Reproduisez mot pour mot le passage de la critique théâtrale, depuis « La vie de Joseph Merrick ne » jusqu'à « de vie de Joseph Merrick. » inclus.

▶ Texte du document
++++++
De Anne Sylvain. Librement inspiré de la vie de Joseph Merrick. Mise en scène de Michel Kacenelenbogen. Avec Bénédicte Chabot, Yves Claessens, Jo Deseure, Itsik Elbaz, Othmane Moumen, Ariane Rousseau et Anne Sylvain. Du 09/05/19 au 22/06/19 au Théâtre Le Public.
Londres, fin du 19ème siècle. Joseph Merrick, atteint d’une maladie rare, souffre d’innombrables déformations qui lui donnent le surnom « d’Homme Éléphant » et le conduisent, dirigé par un forain, à se produire sur scène devant un public avide de créatures étranges, parmi lesquelles autres nains ou femmes à barbe. Alors qu’il rencontre le docteur et chirurgien Frederik Treves, son destin se voit bouleversé ; d’attraction de foire, il devient cas médical incroyable. Passant d’une fascination à une autre, Joseph Merrick, pourvu d’une grande intelligence, n’en est pas moins un homme, qui pense, qui se questionne et qui rêve.
La vie de Joseph Merrick ne cesse de captiver, autant qu’elle intrigue. Déjà adaptée au cinéma par David Lynch en 1980, son histoire permet une nouvelle fois, dans cette version d’Anne Sylvain, d’interroger les différences ainsi que l’apparente humanité et les profits que cette dernière s’octroie en exerçant sa fascination sur ce, et sur ceux, qui s’éloignent des « normes ».
L’obscurité totale dans laquelle est plongée la salle dès les premiers instants donne lieu à de magnifiques jeux de lumière extrêmement bien pensés. Ceux-ci mettent ainsi en valeur tantôt l’un, tantôt l’autre personnage. Émanant de l’ombre soudainement et sans que le public s’en aperçoive, l’Homme Éléphant apparaît.
Cette gestion des lumières permet par ailleurs la transformation rapide des décors qui, en apparence simples, créent les différents lieux qui constituent l’environnement de vie de Joseph Merrick.
Un jeu s’installe alors entre chaque personnage et Joseph Merrick, qui acquiert progressivement une importance toute particulière et personnelle pour chacun d’entre eux et est, peu à peu « mis en lumière ». De curiosité exhibée devant un public voyeur, à cas clinique à étudier, à l’ami avec qui l’on peut être soi-même, se dévoile au fil des rencontres, la complexité d’une existence et d’un homme. De plus, l’ambiance sombre de cette tragique histoire et l’époque dans laquelle elle prend place, l’Angleterre victorienne, sont extrêmement bien rendues et perceptibles.
++++++
▶ Extraits des données

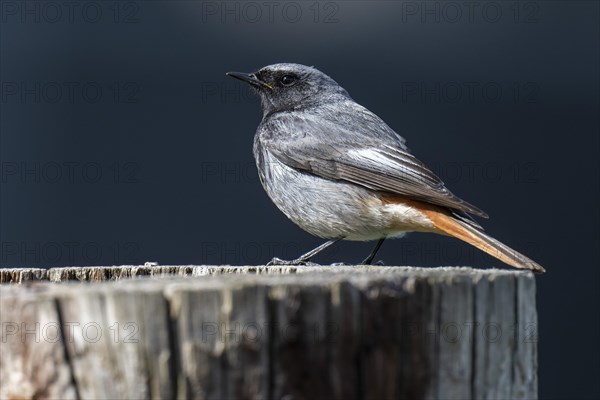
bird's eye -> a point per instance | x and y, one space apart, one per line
288 80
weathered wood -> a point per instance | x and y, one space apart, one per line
268 332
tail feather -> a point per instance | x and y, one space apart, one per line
475 237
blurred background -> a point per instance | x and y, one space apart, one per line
122 140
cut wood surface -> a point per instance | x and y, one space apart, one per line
210 332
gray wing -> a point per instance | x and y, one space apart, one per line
359 149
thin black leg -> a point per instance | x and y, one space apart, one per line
306 256
369 259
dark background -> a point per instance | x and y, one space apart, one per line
122 140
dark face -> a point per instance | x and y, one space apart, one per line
291 87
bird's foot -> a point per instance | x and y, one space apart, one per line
298 261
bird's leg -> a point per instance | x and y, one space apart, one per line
369 259
304 258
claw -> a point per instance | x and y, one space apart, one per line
298 261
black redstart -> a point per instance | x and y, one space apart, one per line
339 172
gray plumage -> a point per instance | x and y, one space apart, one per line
328 163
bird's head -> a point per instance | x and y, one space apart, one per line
286 87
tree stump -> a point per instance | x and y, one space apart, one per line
322 332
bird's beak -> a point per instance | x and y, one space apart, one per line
249 78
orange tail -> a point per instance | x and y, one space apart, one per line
467 233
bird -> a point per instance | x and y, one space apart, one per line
339 172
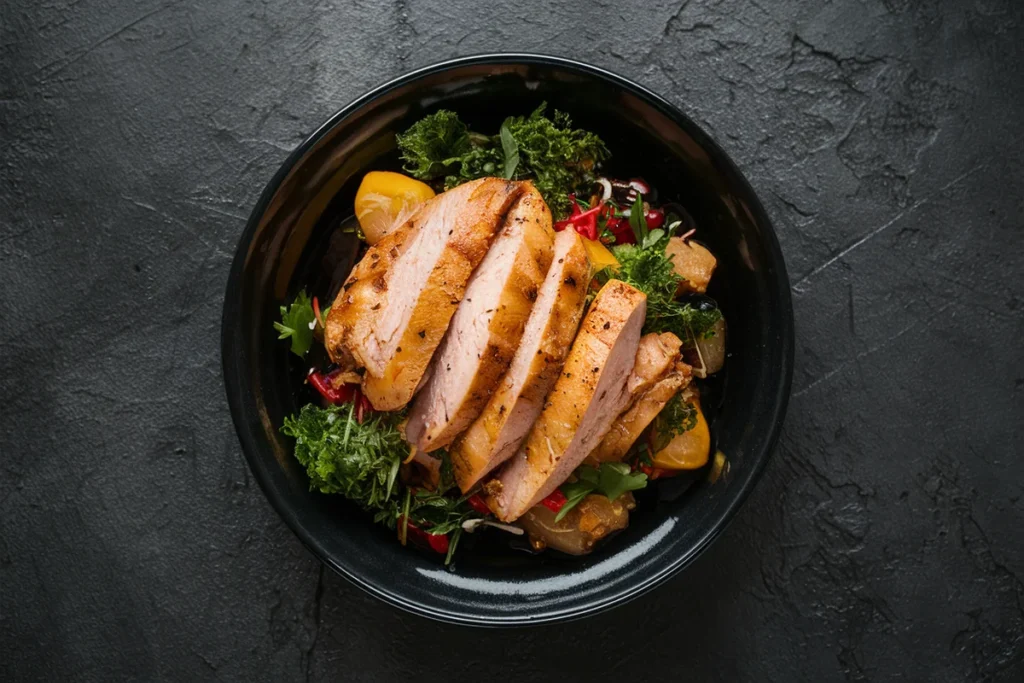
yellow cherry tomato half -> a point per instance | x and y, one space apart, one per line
688 451
600 256
384 196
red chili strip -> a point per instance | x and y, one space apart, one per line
554 501
476 502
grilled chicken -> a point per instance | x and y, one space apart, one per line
395 306
692 262
505 421
657 376
589 394
485 330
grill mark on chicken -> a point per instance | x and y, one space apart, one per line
581 408
518 397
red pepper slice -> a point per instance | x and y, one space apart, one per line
333 392
476 502
436 542
320 316
654 473
655 218
554 501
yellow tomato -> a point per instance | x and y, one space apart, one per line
600 256
688 451
382 197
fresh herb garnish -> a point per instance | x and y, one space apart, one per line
557 157
647 267
342 456
677 417
297 323
360 461
511 151
610 479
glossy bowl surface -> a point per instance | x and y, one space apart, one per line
292 241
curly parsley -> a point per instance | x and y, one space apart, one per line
558 158
611 479
647 267
360 461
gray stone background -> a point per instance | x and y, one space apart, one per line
885 539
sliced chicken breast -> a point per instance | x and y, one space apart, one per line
589 394
395 306
485 330
505 421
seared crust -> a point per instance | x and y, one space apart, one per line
391 330
485 331
511 411
588 395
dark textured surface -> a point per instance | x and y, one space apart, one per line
885 538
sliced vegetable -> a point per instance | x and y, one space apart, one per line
600 256
594 518
611 479
384 196
692 262
687 450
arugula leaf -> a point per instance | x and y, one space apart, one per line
648 268
558 158
677 417
342 456
297 323
511 151
638 220
574 493
610 479
434 144
616 478
361 462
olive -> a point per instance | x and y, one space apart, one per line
699 301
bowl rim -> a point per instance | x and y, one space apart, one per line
236 383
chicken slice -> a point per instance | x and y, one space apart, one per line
505 421
395 306
485 330
589 394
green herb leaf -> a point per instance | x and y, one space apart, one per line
649 269
611 479
341 456
433 145
653 238
558 158
361 462
296 322
511 151
616 479
574 493
638 220
677 417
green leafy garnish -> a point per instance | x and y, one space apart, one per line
361 462
558 158
610 479
432 145
677 417
638 220
342 456
297 323
646 266
511 151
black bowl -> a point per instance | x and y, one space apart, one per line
291 242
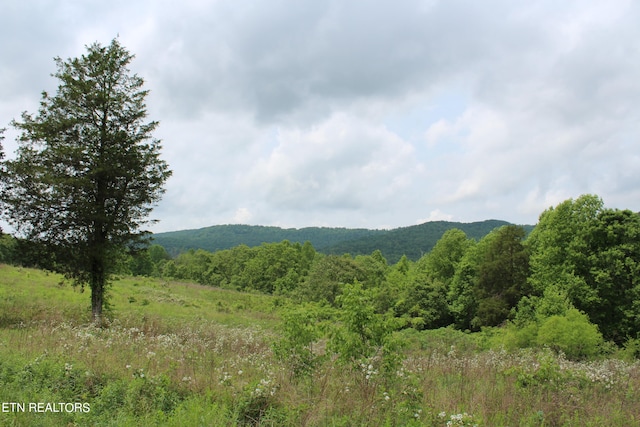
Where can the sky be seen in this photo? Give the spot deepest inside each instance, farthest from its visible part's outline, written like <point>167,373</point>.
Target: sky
<point>361,113</point>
++++++
▶ Corrigé
La vie de Joseph Merrick ne cesse de captiver, autant qu’elle intrigue. Déjà adaptée au cinéma par David Lynch en 1980, son histoire permet une nouvelle fois, dans cette version d’Anne Sylvain, d’interroger les différences ainsi que l’apparente humanité et les profits que cette dernière s’octroie en exerçant sa fascination sur ce, et sur ceux, qui s’éloignent des « normes ».
L’obscurité totale dans laquelle est plongée la salle dès les premiers instants donne lieu à de magnifiques jeux de lumière extrêmement bien pensés. Ceux-ci mettent ainsi en valeur tantôt l’un, tantôt l’autre personnage. Émanant de l’ombre soudainement et sans que le public s’en aperçoive, l’Homme Éléphant apparaît.
Cette gestion des lumières permet par ailleurs la transformation rapide des décors qui, en apparence simples, créent les différents lieux qui constituent l’environnement de vie de Joseph Merrick.